╭─ DATASET EXCERPTS
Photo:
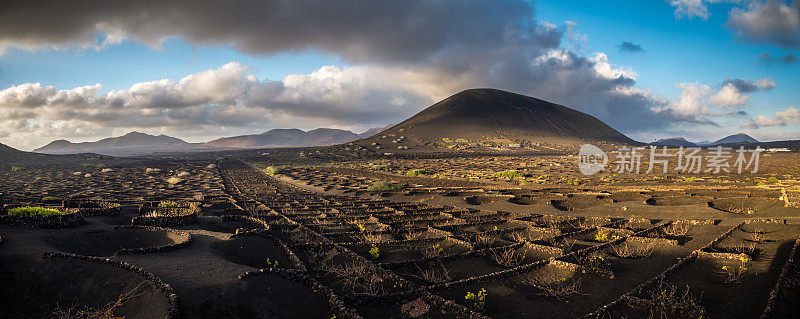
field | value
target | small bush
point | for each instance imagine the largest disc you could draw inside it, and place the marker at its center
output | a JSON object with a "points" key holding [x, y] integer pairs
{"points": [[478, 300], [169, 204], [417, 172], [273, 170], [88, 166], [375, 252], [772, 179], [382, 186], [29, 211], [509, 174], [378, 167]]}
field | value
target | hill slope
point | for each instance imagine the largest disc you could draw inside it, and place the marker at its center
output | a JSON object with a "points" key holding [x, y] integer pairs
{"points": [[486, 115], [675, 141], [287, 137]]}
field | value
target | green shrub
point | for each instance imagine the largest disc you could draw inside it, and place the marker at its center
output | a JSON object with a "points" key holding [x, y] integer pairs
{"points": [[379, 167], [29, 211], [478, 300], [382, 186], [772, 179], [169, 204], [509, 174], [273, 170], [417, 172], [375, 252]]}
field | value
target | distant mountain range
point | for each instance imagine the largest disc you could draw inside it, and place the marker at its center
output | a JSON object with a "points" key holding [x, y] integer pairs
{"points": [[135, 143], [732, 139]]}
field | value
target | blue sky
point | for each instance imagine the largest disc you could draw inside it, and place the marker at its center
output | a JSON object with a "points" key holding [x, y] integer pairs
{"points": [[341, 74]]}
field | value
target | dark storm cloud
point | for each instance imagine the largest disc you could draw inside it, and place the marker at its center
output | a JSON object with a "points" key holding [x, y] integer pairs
╰─
_WHAT YOU SHOULD DO_
Extract, exactly, the lines above that begin at the line containing "target | blue sky" and end at the final line of the records; add no other text.

_RESPONSE TO THIS TASK_
target | blue sky
point | for each instance imagine the largest disc you could draw inside it, and place the marker at its center
output | a JSON object with a "points" key holding [x, y] integer pairs
{"points": [[341, 74]]}
field | value
target | dark storm cloud
point | for each instance imagine the largest disc you could draw inside it, and place the marker at its center
output | a JSON object with a "points" key holding [x, y] integer pairs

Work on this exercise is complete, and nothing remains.